____ PAGE

Social

Abstract secessionism

Is social distance sending us off grid?

Words & images © Paul Ransom

‘When one has fought a war, one hardly knows any more what a dead person is. And if a dead man has no significance unless one has seen him dead, a hundred million bodies spread through history are just a mist drifting through the imagination.’

Albert Camus: The Plague.

Ever since humanity began to organise itself into permanent, sedentary settlements and create food surpluses using agriculture and animal husbandry, our species has been engaged in the formation of increasingly abstract societies. In other words, societies of strangers. Societies for which we have names like Rome, America and Asia. Impersonal, highly stratified societies bounded by jurisdiction, economy and broad scale political and cultural narratives. But are we really suited to the social world we have concocted for ourselves and are we starting to see, in the increased visibility of identity polemic, nativism and anti-elite sentiment, the beginning of a retreat from the global village? Is it time to secede from the abstract, atomised super-state?

In asking these questions I am not appealing to sentiments rooted in the ‘blunt object’ tropes of ethnicity or nationalism, nor indeed utopian nostalgia or dystopian doomsday paranoia. Rather, I am wondering if the size and scale of our urbanised, tech mediated, clickspeed world is just too much for many of us – or even most of us – and whether the seemingly headlong acceleration of post-industrial society is driving a reactive withdrawal into the slowed down comforts of apparent certainty.

…perhaps the current spectacle of polemic and polarisation bubbling up in our polity and infesting social media feeds represents an opportunity to ask ourselves serious questions about the very construction of human societies.

If we consider the way in which our brains are wired to deal with evolutionary and environmental imperatives, it is no wonder the present and future always appear more threatening than the past. After all, we didn’t die this morning – but who knows what tonight has in store? At the level of raw survival, the ability to reliably anticipate future events is obviously critical, not just physically but psychologically. Thus, individually and collectively, we tend to cluster around what we regard as fixed points (or reassuringly predictable patterns). Hence: custom, religion and ideology, not to mention the stories we tell ourselves about national character, us/them, and the legitimacy or otherwise of certain power structures. We cling to our ‘certainties’ (delusional or rational) in order to stay sane and function in an uncertain world of constant flux. True, we may love the shiny and new, but maybe not quite as much as we like the cosy and familiar.

However, what we have been witnessing since the Industrial Revolution is an increase in the pace of socio-economic change; perhaps best illustrated by the shift from low density rural to high density urban living. In the post-WW2 era this has quickened further still and now, in the so-called digital age, with our globalised economy, fluid labour environment and 24/7 updating, many of us feel uncomfortably unmoored. Left out, left behind. Bewildered. Beginning to want out.

Whereas some seek to pathologise and demonise this phenomenon – and others to exploit it for profit, power and various ideological crusades – perhaps the current spectacle of polemic and polarisation bubbling up in our polity and infesting social media feeds represents an opportunity to ask ourselves serious questions about the very construction of human societies.

________
____ RAW RECORDS

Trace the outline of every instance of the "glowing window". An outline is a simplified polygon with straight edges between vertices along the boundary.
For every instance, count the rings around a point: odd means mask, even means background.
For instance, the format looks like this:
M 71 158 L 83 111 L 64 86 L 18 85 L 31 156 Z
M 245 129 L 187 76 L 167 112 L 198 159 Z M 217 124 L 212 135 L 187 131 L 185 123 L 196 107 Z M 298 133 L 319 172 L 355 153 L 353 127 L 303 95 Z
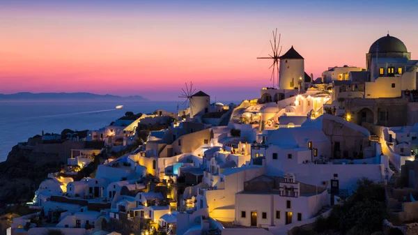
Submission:
M 339 81 L 341 81 L 343 79 L 343 74 L 342 73 L 339 73 L 338 75 L 338 80 Z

________

-- AIM A --
Rewrite the abstract secessionism essay starting at "Albert Camus: The" and ending at "abstract, atomised super-state?", with "strangers" replaced by "outsiders".
-- AIM B --
Answer these questions using the abstract secessionism essay:
(i) What work is the opening quotation credited to?
(ii) Which three names does the essay give for societies of strangers?
(iii) What shift does the essay say best illustrates the increased pace of socio-economic change since the Industrial Revolution?

-- SOLUTION A --
Albert Camus: The Plague.

Ever since humanity began to organise itself into permanent, sedentary settlements and create food surpluses using agriculture and animal husbandry, our species has been engaged in the formation of increasingly abstract societies. In other words, societies of outsiders. Societies for which we have names like Rome, America and Asia. Impersonal, highly stratified societies bounded by jurisdiction, economy and broad scale political and cultural narratives. But are we really suited to the social world we have concocted for ourselves and are we starting to see, in the increased visibility of identity polemic, nativism and anti-elite sentiment, the beginning of a retreat from the global village? Is it time to secede from the abstract, atomised super-state?

-- SOLUTION B --
(i) Albert Camus: The Plague.
(ii) Rome, America and Asia.
(iii) The shift from low density rural to high density urban living.